┌─ Task data

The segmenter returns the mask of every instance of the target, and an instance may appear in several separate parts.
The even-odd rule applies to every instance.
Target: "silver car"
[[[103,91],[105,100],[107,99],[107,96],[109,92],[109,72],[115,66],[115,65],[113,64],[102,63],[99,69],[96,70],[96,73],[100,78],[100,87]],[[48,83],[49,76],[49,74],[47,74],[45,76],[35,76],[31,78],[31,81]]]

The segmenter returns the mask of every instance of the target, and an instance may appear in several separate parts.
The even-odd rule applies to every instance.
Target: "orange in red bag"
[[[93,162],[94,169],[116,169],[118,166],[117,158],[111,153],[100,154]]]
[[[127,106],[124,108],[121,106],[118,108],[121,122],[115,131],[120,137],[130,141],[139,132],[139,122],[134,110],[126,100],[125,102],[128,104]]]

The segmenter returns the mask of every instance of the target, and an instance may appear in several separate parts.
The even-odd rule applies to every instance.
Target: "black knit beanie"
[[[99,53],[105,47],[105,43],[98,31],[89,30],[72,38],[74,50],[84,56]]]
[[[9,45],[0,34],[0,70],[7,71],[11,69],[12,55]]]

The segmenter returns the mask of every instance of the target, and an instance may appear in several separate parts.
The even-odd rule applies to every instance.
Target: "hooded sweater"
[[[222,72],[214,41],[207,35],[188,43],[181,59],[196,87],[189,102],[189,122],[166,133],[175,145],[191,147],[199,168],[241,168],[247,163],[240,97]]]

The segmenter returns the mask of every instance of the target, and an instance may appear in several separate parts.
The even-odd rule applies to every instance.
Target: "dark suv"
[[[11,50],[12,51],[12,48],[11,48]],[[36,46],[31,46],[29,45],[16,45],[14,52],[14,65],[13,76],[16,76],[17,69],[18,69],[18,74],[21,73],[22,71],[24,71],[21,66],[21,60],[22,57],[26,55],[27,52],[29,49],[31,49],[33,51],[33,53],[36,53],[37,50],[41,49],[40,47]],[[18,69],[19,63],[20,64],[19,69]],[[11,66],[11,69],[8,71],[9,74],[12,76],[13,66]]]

└─

== Directions for this task ==
Extract every line of the data above and reproduce each one word for word.

== In response ==
The segmenter returns the mask of every instance of the target, and an instance may appear in several separate parts.
The even-odd rule applies to every instance.
Target: "silver car"
[[[103,91],[105,100],[107,99],[107,96],[109,92],[109,72],[115,66],[115,65],[113,64],[102,63],[99,69],[96,70],[96,73],[100,78],[100,87]],[[48,83],[49,76],[49,74],[47,74],[45,76],[35,76],[31,78],[31,81]]]

The segmenter returns the mask of every instance of the target, and an instance may appear in several separate parts.
The even-odd rule applies to every instance.
Target: "orange in red bag"
[[[93,162],[94,169],[116,169],[118,166],[117,158],[111,153],[100,154]]]
[[[127,106],[124,108],[121,106],[118,108],[121,122],[115,131],[120,137],[130,141],[139,132],[139,122],[134,110],[126,100],[125,102],[128,104]]]

The segmenter returns the mask of every instance of the target, and an instance may appear in several separate parts.
The even-odd rule applies to every instance.
Target: "black knit beanie"
[[[99,53],[105,47],[105,43],[98,31],[89,30],[72,38],[74,50],[84,56]]]
[[[9,45],[0,34],[0,70],[7,71],[11,69],[12,55]]]

The segmenter returns the mask of every instance of the target, and an instance may appear in several separate parts.
The even-odd rule applies to every instance.
Target: "hooded sweater"
[[[222,72],[214,41],[207,35],[188,43],[181,59],[196,87],[189,102],[189,122],[166,133],[175,145],[191,147],[199,168],[241,168],[247,163],[240,97]]]

The segmenter returns the mask of every instance of the target, and an instance may appear in several separate parts.
The even-odd rule applies to every instance.
Target: "dark suv"
[[[11,50],[12,51],[12,48],[11,48]],[[36,46],[31,46],[29,45],[16,45],[14,52],[14,65],[13,76],[16,76],[17,69],[18,69],[18,74],[21,73],[22,71],[24,71],[21,66],[21,60],[22,57],[26,55],[27,52],[29,49],[31,49],[33,51],[33,53],[36,53],[37,50],[41,49],[40,47]],[[18,69],[19,63],[20,64],[19,69]],[[11,66],[11,69],[8,71],[9,74],[12,76],[13,66]]]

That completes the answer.